Dataset records
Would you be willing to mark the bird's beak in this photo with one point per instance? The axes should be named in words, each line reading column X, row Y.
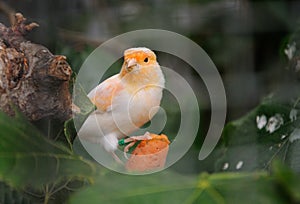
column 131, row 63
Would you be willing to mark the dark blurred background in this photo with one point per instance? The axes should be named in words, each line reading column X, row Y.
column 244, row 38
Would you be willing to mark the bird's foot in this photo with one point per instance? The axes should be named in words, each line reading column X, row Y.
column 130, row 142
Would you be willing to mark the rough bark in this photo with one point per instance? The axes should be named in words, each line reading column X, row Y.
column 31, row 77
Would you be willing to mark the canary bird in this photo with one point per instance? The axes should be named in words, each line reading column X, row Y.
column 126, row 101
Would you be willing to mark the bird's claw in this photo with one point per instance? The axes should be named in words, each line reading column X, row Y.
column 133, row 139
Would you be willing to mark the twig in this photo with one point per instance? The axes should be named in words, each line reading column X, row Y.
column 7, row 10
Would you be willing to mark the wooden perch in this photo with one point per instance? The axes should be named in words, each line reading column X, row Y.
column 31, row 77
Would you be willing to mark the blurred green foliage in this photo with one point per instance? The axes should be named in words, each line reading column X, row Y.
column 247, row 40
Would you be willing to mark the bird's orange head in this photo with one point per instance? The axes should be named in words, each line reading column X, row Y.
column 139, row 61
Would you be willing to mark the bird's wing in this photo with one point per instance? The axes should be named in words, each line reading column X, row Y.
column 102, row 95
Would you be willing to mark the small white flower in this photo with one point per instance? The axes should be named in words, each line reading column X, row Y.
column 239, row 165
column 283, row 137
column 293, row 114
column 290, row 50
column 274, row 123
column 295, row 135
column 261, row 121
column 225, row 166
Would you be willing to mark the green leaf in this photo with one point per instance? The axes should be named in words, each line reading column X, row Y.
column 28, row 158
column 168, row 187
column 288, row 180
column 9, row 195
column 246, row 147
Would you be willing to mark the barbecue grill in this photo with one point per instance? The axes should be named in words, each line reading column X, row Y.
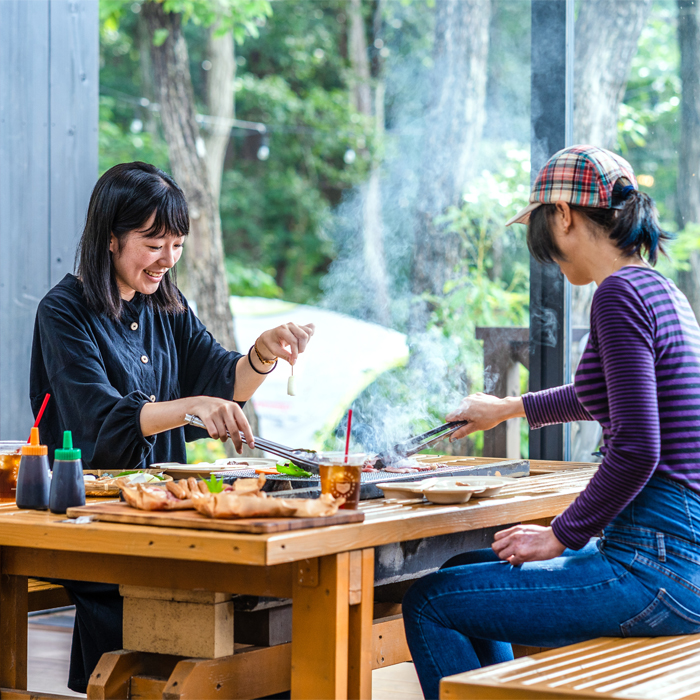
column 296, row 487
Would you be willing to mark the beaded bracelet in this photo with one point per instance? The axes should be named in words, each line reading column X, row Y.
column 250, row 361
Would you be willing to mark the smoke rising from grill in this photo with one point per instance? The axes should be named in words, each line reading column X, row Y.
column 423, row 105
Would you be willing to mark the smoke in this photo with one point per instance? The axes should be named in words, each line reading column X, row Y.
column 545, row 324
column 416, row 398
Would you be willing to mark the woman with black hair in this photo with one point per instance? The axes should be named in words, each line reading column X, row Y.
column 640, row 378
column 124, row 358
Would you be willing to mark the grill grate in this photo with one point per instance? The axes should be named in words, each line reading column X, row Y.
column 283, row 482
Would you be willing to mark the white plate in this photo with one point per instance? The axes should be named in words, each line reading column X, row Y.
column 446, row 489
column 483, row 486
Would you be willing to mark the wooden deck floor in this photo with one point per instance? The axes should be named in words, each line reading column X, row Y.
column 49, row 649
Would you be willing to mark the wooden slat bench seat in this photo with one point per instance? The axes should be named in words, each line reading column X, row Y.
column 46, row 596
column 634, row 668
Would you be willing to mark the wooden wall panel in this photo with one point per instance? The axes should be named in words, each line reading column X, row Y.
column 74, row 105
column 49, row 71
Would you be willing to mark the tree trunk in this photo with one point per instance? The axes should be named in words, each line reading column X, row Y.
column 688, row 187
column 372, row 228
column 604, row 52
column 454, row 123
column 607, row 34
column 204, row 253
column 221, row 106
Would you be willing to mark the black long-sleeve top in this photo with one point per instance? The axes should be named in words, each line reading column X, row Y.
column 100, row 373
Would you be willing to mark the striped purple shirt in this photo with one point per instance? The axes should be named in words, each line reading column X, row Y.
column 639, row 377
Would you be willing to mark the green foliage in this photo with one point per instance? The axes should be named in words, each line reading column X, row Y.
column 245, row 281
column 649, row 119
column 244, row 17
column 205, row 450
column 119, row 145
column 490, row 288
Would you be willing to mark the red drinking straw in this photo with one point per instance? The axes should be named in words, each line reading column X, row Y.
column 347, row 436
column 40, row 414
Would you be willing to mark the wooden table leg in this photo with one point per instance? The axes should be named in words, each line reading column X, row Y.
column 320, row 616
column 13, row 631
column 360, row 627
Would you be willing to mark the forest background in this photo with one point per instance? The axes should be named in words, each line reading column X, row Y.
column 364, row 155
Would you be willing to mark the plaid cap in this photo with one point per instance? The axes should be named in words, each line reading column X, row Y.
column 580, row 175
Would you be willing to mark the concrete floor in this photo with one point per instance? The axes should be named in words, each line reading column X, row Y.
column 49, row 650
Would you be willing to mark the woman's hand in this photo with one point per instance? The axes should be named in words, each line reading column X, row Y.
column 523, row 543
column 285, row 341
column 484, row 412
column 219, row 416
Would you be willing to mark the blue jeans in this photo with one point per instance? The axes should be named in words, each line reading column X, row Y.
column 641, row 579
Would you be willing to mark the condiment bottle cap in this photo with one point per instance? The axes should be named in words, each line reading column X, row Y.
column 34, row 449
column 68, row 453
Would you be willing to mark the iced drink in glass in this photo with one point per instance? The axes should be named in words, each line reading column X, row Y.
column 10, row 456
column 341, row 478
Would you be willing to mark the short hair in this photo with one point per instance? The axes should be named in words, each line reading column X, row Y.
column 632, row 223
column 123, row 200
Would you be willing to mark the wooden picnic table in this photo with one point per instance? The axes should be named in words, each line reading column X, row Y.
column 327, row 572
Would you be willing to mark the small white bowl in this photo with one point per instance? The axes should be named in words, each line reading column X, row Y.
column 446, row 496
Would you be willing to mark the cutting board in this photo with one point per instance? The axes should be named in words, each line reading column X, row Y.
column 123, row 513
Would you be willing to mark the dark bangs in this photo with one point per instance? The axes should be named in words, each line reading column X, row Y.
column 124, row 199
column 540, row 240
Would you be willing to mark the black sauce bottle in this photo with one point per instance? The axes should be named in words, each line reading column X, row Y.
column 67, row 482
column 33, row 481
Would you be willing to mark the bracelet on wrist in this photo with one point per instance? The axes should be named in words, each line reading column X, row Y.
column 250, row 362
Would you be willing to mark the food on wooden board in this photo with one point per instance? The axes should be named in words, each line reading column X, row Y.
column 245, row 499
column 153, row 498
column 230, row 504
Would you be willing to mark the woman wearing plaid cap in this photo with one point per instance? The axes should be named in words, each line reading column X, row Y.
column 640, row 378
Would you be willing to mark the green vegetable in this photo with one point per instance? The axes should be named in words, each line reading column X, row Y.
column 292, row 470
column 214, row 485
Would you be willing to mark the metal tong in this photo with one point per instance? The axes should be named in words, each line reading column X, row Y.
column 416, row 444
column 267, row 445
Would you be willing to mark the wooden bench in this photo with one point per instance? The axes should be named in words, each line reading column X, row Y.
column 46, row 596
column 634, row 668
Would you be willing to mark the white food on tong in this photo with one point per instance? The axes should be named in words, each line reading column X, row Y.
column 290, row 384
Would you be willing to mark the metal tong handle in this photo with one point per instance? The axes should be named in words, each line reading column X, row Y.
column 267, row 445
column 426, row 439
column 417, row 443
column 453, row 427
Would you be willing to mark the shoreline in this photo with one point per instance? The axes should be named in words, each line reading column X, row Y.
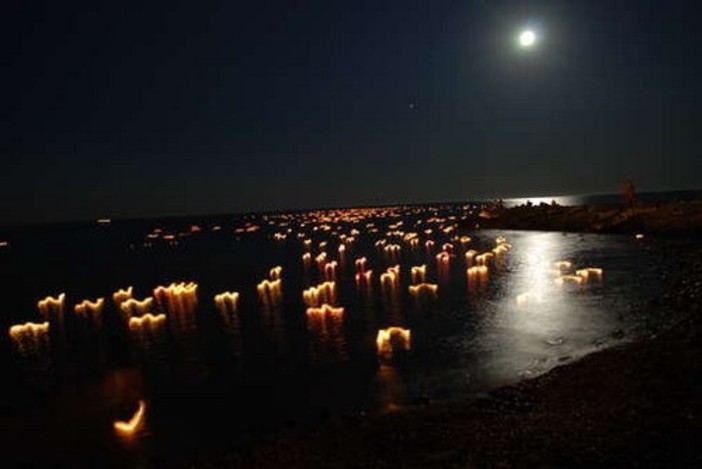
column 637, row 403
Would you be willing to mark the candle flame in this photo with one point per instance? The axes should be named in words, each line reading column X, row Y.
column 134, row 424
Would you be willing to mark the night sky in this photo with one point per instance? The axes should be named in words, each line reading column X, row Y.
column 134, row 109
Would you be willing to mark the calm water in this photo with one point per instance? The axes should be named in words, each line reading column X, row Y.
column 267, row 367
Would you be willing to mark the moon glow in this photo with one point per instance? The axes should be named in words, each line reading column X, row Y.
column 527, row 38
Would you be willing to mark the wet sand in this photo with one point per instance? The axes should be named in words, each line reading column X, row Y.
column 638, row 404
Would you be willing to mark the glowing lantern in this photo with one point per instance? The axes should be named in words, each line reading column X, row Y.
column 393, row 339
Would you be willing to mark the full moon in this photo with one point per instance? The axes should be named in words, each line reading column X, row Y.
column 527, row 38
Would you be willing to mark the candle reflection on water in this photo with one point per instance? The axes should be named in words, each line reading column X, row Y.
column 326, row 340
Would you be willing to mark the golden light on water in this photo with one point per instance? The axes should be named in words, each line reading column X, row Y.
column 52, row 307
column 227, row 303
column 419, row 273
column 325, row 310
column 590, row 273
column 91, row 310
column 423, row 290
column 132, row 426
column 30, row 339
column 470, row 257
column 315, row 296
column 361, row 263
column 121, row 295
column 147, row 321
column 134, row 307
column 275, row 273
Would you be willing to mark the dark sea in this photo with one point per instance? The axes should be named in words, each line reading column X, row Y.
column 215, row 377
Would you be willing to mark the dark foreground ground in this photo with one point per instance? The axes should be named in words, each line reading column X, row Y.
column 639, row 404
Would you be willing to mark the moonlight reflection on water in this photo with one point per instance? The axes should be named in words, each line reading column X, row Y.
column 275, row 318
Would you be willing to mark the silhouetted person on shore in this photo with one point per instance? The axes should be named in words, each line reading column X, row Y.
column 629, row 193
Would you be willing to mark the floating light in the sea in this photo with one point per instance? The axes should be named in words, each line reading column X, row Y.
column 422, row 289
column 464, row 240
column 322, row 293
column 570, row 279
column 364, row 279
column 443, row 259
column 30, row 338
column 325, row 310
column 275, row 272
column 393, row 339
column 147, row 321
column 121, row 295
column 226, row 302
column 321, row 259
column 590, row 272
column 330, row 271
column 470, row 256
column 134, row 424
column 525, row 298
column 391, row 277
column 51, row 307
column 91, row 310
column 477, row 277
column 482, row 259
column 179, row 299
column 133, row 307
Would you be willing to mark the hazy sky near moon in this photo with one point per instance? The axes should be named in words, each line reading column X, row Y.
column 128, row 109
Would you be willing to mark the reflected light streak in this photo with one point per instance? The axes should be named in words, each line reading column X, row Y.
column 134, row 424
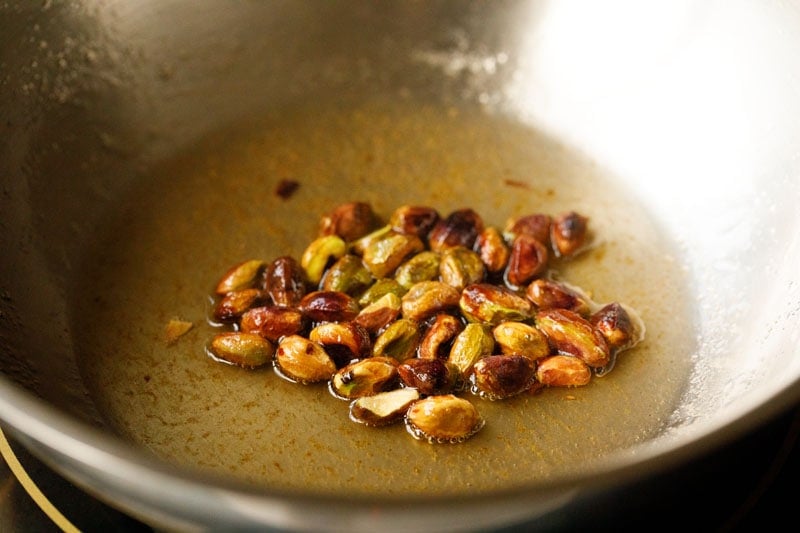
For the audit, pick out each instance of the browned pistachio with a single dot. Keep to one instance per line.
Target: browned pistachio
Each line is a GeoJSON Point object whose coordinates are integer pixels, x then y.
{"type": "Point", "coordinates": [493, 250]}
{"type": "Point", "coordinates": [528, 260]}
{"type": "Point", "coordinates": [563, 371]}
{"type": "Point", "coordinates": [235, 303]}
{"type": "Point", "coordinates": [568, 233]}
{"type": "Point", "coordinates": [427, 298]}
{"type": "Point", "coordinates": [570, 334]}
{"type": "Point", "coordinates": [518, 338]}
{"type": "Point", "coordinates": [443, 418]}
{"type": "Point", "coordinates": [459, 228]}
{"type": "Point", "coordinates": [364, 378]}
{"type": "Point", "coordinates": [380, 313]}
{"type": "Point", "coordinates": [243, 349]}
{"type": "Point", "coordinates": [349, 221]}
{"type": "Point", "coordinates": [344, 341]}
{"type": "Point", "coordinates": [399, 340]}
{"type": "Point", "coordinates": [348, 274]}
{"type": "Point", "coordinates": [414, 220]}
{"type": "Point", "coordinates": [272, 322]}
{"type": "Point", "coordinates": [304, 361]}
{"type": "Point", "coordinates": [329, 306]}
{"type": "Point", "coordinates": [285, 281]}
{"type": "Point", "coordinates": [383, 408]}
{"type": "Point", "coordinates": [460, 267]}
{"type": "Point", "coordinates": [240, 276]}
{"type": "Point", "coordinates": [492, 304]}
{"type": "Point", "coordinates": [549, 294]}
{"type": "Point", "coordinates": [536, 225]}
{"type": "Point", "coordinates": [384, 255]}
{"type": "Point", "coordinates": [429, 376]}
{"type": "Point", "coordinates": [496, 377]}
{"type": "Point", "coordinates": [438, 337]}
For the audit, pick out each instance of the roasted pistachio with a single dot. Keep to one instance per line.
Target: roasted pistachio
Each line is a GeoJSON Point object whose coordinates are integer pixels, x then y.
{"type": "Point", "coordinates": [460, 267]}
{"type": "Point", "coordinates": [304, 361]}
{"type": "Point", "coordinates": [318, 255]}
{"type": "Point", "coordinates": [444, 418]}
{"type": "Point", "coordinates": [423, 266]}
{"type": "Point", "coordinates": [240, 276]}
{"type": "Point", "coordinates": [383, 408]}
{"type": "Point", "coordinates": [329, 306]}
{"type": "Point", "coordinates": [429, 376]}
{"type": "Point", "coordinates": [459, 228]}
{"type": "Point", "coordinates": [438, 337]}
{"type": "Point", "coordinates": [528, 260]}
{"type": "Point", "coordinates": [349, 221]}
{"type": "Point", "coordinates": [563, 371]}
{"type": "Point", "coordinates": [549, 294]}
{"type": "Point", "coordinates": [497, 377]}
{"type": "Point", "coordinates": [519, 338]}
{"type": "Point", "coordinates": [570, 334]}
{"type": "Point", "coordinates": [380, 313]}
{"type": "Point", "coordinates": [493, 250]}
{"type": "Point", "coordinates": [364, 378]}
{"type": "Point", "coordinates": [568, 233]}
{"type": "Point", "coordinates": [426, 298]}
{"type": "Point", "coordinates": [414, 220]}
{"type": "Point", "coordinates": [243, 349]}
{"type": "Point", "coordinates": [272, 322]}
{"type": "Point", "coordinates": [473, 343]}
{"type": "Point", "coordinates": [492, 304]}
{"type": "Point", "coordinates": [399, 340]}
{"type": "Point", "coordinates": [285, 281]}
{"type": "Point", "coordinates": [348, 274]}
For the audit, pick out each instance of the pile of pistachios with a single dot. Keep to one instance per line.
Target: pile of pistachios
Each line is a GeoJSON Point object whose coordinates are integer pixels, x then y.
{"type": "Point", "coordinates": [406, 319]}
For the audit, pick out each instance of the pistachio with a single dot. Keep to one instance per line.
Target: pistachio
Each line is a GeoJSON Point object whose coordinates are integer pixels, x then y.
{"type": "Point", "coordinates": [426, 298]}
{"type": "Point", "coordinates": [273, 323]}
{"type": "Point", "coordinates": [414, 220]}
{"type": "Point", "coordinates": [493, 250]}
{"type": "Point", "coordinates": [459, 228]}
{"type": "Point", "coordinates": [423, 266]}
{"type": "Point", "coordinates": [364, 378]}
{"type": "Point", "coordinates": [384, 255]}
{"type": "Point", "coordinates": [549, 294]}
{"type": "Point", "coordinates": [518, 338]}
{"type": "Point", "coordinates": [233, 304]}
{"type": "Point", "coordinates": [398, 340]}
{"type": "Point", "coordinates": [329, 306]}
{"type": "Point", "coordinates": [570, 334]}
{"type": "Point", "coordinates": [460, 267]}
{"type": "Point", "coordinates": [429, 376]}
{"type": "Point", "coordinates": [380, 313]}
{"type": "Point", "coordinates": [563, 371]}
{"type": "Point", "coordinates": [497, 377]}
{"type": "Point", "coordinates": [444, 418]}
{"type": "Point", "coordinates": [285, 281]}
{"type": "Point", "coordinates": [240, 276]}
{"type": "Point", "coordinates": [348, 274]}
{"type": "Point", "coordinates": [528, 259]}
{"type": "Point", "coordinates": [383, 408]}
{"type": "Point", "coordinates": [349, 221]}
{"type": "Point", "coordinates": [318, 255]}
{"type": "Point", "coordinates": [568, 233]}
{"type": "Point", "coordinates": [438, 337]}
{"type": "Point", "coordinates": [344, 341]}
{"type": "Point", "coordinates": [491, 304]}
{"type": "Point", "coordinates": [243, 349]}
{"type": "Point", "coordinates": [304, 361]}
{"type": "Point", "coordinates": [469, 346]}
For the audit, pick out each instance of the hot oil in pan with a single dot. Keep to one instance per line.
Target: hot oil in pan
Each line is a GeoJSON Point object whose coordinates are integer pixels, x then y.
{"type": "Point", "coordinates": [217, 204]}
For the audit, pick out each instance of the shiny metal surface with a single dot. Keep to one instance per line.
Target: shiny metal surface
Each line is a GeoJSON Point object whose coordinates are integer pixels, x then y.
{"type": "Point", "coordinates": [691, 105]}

- **Exercise details**
From the entries above, collect every line with the string "single" in it.

- **Response below**
For the audit, pick out each instance of the browned pistachio with a single dot. Keep to one instance per line.
For the audit, pick out each instance of the roasted pistachio with a single dot. Keep to one instance per line.
For the audit, pick out each instance of the pile of pistachios with a single dot. Keep to one instance per line.
For the audit, pick out each instance of the pistachio with a single dot. Keep to one instance per line.
For the audit, pick out each instance of the hot oil in pan with a single dot. Keep to one instance per line.
For the audit, pick out each instance of the shiny metal surface with a single dot. Keep to one instance per line.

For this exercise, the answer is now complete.